**YOUR GOAL**
State only the number of lines in the records that contain the word "white", counting a match only when its case is identical.

**EXERCISE DATA**
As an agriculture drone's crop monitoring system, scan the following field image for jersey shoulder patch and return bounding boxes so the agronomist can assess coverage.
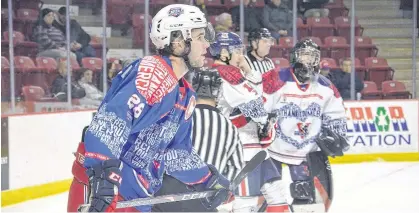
[135,56,178,105]
[262,70,286,94]
[216,65,245,85]
[317,74,341,98]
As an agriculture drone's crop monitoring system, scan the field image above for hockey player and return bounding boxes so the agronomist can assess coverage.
[262,39,349,212]
[152,68,244,212]
[245,28,275,74]
[210,33,280,212]
[68,4,235,212]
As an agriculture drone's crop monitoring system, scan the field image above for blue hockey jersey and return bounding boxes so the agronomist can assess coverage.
[84,56,211,205]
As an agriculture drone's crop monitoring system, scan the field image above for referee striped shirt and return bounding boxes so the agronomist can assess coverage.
[245,52,275,74]
[192,104,244,180]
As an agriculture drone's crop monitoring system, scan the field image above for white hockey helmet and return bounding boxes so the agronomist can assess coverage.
[150,4,215,49]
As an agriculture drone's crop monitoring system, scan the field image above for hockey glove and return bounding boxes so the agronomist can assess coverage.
[316,128,349,158]
[195,164,234,209]
[258,113,277,146]
[86,159,122,212]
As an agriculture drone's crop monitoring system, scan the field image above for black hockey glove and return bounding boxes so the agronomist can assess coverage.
[86,159,122,212]
[316,128,349,158]
[194,164,234,209]
[258,113,277,144]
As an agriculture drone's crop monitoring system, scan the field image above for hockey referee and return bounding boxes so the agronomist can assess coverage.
[152,69,244,212]
[245,28,275,74]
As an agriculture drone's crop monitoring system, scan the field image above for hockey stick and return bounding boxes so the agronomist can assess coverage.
[79,151,267,212]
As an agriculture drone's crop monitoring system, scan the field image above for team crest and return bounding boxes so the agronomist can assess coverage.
[169,7,183,17]
[185,96,196,120]
[295,122,310,139]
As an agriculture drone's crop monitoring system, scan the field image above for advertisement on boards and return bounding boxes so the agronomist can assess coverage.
[1,117,9,191]
[345,100,419,154]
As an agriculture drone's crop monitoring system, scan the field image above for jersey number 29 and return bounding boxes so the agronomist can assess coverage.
[127,94,144,118]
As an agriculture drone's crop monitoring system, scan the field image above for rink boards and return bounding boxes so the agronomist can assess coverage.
[1,100,419,206]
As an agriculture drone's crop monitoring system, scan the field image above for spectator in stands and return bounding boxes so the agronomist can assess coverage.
[230,0,262,32]
[51,59,86,101]
[298,0,329,18]
[33,8,75,60]
[99,60,122,91]
[329,58,364,100]
[76,68,104,107]
[215,13,233,33]
[400,0,419,37]
[263,0,292,39]
[193,0,209,20]
[52,7,96,64]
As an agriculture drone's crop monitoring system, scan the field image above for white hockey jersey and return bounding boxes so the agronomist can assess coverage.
[213,65,268,161]
[263,69,346,165]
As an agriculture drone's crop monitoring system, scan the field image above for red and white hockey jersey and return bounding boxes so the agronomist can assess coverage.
[263,68,346,165]
[213,65,268,161]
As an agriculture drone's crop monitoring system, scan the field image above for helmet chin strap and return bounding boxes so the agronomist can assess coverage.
[172,40,194,71]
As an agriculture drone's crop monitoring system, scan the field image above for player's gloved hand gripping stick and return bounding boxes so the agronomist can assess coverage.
[79,151,267,212]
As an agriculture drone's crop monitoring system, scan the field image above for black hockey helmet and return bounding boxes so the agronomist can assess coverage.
[289,39,320,83]
[247,28,272,44]
[192,68,222,101]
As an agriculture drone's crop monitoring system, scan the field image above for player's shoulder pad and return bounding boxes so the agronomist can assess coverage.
[262,69,286,94]
[135,56,178,105]
[216,65,246,85]
[317,74,341,98]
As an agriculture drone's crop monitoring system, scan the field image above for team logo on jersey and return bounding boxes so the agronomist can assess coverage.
[185,96,196,120]
[295,122,311,139]
[169,7,183,17]
[135,56,178,105]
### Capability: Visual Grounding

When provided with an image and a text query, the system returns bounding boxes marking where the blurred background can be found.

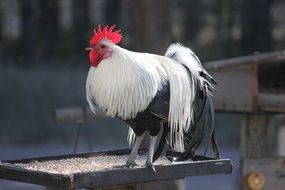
[0,0,285,189]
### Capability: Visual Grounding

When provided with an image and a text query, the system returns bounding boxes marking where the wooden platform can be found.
[0,149,232,189]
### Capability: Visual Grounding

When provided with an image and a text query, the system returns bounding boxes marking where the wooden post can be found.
[240,114,275,190]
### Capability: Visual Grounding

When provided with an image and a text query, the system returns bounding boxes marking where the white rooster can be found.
[86,25,219,169]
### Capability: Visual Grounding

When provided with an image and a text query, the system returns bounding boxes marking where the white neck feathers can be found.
[86,46,165,119]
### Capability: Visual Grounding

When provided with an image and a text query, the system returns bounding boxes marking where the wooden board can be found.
[257,94,285,112]
[0,149,232,189]
[241,157,285,190]
[209,64,258,112]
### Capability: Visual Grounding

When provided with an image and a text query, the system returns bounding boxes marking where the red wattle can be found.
[89,50,103,67]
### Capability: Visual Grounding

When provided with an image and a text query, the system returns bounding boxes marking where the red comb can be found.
[89,25,122,47]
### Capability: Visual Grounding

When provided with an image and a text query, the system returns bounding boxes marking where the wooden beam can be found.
[204,50,285,70]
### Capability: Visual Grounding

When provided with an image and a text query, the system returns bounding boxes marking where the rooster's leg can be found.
[145,136,157,172]
[126,133,145,168]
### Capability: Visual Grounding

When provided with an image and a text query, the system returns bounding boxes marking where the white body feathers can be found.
[86,41,203,152]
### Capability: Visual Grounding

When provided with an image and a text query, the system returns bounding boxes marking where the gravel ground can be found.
[15,154,171,175]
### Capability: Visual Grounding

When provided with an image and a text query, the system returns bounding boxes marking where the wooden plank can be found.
[0,162,73,189]
[0,149,232,189]
[241,157,285,190]
[74,159,232,188]
[257,93,285,112]
[209,64,258,112]
[204,50,285,70]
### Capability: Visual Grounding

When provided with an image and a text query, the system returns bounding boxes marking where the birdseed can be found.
[15,154,171,175]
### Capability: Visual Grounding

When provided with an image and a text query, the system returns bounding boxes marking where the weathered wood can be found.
[241,157,285,190]
[207,64,258,112]
[0,162,73,190]
[257,93,285,112]
[240,113,275,158]
[0,149,232,189]
[74,160,231,188]
[240,114,276,190]
[204,50,285,70]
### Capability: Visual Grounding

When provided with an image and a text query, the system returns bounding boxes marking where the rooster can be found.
[86,25,219,170]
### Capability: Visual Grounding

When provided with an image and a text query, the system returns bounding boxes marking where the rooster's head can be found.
[87,25,122,67]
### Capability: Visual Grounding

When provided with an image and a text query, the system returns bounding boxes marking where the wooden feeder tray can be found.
[0,149,232,189]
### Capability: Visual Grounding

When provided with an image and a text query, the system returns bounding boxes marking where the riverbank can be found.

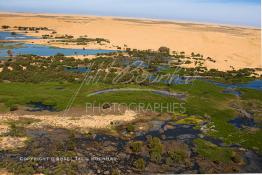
[0,13,261,70]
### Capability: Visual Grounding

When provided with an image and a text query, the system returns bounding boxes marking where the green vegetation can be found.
[194,139,233,163]
[176,116,204,125]
[134,158,145,170]
[5,118,39,137]
[129,141,143,153]
[148,137,163,162]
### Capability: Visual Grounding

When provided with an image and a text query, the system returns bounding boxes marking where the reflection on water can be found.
[0,44,115,57]
[0,32,37,40]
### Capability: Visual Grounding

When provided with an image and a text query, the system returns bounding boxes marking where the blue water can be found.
[0,32,36,40]
[65,67,91,73]
[0,0,261,27]
[0,44,115,57]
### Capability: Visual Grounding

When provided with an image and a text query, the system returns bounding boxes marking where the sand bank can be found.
[0,13,262,70]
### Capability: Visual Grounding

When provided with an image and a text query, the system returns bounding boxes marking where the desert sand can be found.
[0,13,262,70]
[0,110,137,133]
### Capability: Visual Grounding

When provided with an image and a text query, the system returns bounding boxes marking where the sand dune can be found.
[0,13,262,70]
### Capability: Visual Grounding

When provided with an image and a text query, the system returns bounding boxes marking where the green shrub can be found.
[133,158,145,170]
[130,142,143,153]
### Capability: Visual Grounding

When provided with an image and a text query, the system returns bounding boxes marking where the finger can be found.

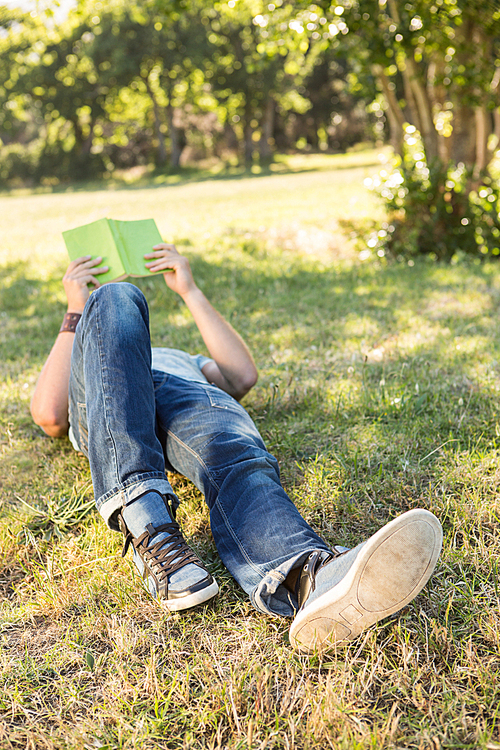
[153,242,177,253]
[144,258,179,271]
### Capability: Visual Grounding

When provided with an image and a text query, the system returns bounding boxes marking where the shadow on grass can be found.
[0,152,380,195]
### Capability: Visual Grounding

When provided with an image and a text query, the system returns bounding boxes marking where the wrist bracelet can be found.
[59,313,82,333]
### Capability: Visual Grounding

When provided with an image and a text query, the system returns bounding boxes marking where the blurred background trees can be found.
[0,0,500,258]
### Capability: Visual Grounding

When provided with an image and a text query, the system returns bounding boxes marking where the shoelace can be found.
[122,521,200,581]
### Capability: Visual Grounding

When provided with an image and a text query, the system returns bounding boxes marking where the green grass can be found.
[0,152,500,750]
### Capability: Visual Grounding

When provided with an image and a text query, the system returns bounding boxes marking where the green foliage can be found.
[366,132,500,260]
[0,0,367,185]
[0,162,500,750]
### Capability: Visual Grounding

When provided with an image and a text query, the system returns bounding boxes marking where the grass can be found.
[0,153,500,750]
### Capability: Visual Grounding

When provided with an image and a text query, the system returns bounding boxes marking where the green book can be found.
[63,219,163,284]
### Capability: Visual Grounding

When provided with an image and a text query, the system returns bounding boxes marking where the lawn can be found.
[0,151,500,750]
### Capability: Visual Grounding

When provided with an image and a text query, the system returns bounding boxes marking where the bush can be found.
[371,134,500,260]
[0,140,106,188]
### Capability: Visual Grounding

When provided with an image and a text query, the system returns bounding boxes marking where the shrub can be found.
[366,128,500,260]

**WRITTEN SOLUTION**
6